---------- PROVIDED DATA ----------

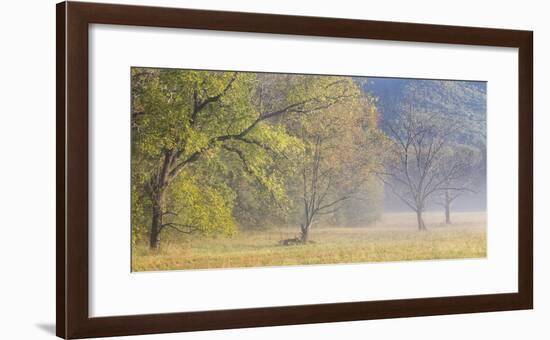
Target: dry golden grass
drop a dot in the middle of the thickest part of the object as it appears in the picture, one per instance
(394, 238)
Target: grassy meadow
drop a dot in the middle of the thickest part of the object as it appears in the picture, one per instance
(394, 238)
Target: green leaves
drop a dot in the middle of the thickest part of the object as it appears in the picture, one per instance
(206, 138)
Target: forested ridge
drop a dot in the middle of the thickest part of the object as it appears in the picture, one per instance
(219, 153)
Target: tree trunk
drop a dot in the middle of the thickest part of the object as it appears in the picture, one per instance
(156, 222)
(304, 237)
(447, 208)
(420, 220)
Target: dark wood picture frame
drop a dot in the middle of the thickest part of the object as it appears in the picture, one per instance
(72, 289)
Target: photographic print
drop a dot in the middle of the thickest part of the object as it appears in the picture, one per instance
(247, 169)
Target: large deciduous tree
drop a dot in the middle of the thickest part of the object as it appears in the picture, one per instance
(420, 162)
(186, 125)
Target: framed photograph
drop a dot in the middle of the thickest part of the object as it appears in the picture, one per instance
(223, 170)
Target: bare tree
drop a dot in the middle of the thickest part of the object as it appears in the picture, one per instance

----------
---------- PROVIDED DATA ----------

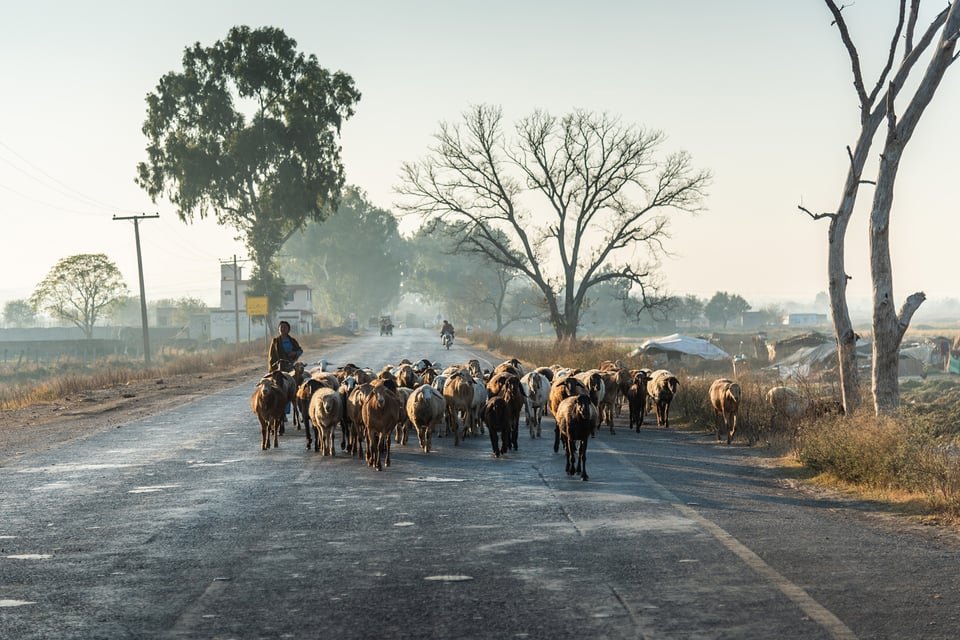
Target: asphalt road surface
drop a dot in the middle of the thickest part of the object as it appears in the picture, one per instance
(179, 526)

----------

[WHAT IS REQUIRED]
Wherever "Target" appears in the listing, report the line it is on.

[WRITTEN RESPONSE]
Target: dry golden grass
Target: grassy meadow
Target: green leaves
Target: forested ridge
Target: tree trunk
Target: dark wood picture frame
Target: photographic print
Target: large deciduous tree
Target: framed photograph
Target: bare tree
Target: asphalt road surface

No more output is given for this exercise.